# Schriftliche Aufgaben
[1] Beantworte anhand des Berichts über die Abi-XXL-Party diese Fragen:
(a) Wie viele Menschen nahmen an der Feier in Bardowick teil?
(b) Wie viele Allgemeinverfügungen musste der Landkreis bereits erlassen?
(c) Wie hoch lag der Inzidenzwert am 16. Juli?
[2] Zitiere bitte aus dem Bericht über die Abi-XXL-Party alles von „Lüneburg. Keine Kommune“ bis hinunter zu „in der Region.“.
[3] Stimmen diese Aussagen mit dem Bericht über die Abi-XXL-Party überein? Antworte jeweils mit Ja oder Nein und führe die entscheidenden Worte des Berichts wörtlich an.
(a) Seit der Party gab es im Landkreis Lüneburg bis zum Dienstag 152 neue Corona-Fälle.
(b) Für die Party bestand eine Genehmigungspflicht.
(c) Die niedersächsische Corona-Verordnung ließ Veranstaltungen mit bis zu 500 Personen zu.

# Vorgegebener Text
Mehr als 100 Fälle gehen auf Abi-XXL-Party zurück – Landkreis prüft mögliche Verstöße gegen Corona-Verordnung

Lüneburg. Keine Kommune in Deutschland hat einen höheren Inzidenzwert als der Landkreis Lüneburg. Hauptgrund für diese traurige Spitzenposition ist die Abi-XXL-Party am 16. Juli: Rund 600 überwiegend junge Menschen nahmen an dieser Feier in Bardowick teil. Seit der Party hat es bis zum Dienstag im Landkreis Lüneburg 152 neue Corona-Fälle gegeben. 110 davon lassen sich direkt oder indirekt auf diese Veranstaltung zurückführen. Kein Wunder, dass die Party noch immer für Diskussionen, für Unverständnis und auch für Wut sorgt. Denn wegen des starken Anstiegs der Inzidenzwerte musste der Landkreis bereits drei Allgemeinverfügungen erlassen – mit stärkeren Einschränkungen des öffentlichen Lebens und der Wirtschaft in der Region.
Die Frage, wer die Verantwortung trägt, wer Verursacher ist, beherrscht die meisten dieser Diskussionen. Ist jemand haftbar zu machen? Hat jemand Test-Ergebnisse gefälscht, wie behauptet wird? Gibt es Ermittlungen? Die „Landeszeitung“ hat nachgefragt. Beim zuständigen Landkreis. Und beim Veranstalter.
600 Gäste bei der Feier
Einig sind sich beide Seiten da­rin, dass es zum Zeitpunkt der Planung und der Party selbst keine Genehmigungspflicht gab. Denn der Inzidenzwert lag im Vorfeld bei 0,5, am 16. Juli bei 2,2. Das ließ gemäß der niedersächsischen Corona-Verordnung Veranstaltungen bis zu 1000 Personen zu – bei Vorlage eines negativen Testergebnisses.

# Gezeigte Daten
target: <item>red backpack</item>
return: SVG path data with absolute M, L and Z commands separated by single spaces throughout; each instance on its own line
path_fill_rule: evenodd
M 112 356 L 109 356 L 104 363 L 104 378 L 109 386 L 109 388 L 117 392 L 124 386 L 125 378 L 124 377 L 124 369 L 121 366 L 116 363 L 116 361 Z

# Lösungen in Reihenfolge
[1]
(a) Rund 600, überwiegend junge Menschen.
(b) Drei.
(c) Bei 2,2.

[2]
Lüneburg. Keine Kommune in Deutschland hat einen höheren Inzidenzwert als der Landkreis Lüneburg. Hauptgrund für diese traurige Spitzenposition ist die Abi-XXL-Party am 16. Juli: Rund 600 überwiegend junge Menschen nahmen an dieser Feier in Bardowick teil. Seit der Party hat es bis zum Dienstag im Landkreis Lüneburg 152 neue Corona-Fälle gegeben. 110 davon lassen sich direkt oder indirekt auf diese Veranstaltung zurückführen. Kein Wunder, dass die Party noch immer für Diskussionen, für Unverständnis und auch für Wut sorgt. Denn wegen des starken Anstiegs der Inzidenzwerte musste der Landkreis bereits drei Allgemeinverfügungen erlassen – mit stärkeren Einschränkungen des öffentlichen Lebens und der Wirtschaft in der Region.

[3]
(a) Ja – „Seit der Party hat es bis zum Dienstag im Landkreis Lüneburg 152 neue Corona-Fälle gegeben.“
(b) Nein – „dass es zum Zeitpunkt der Planung und der Party selbst keine Genehmigungspflicht gab“
(c) Nein – „Das ließ gemäß der niedersächsischen Corona-Verordnung Veranstaltungen bis zu 1000 Personen zu“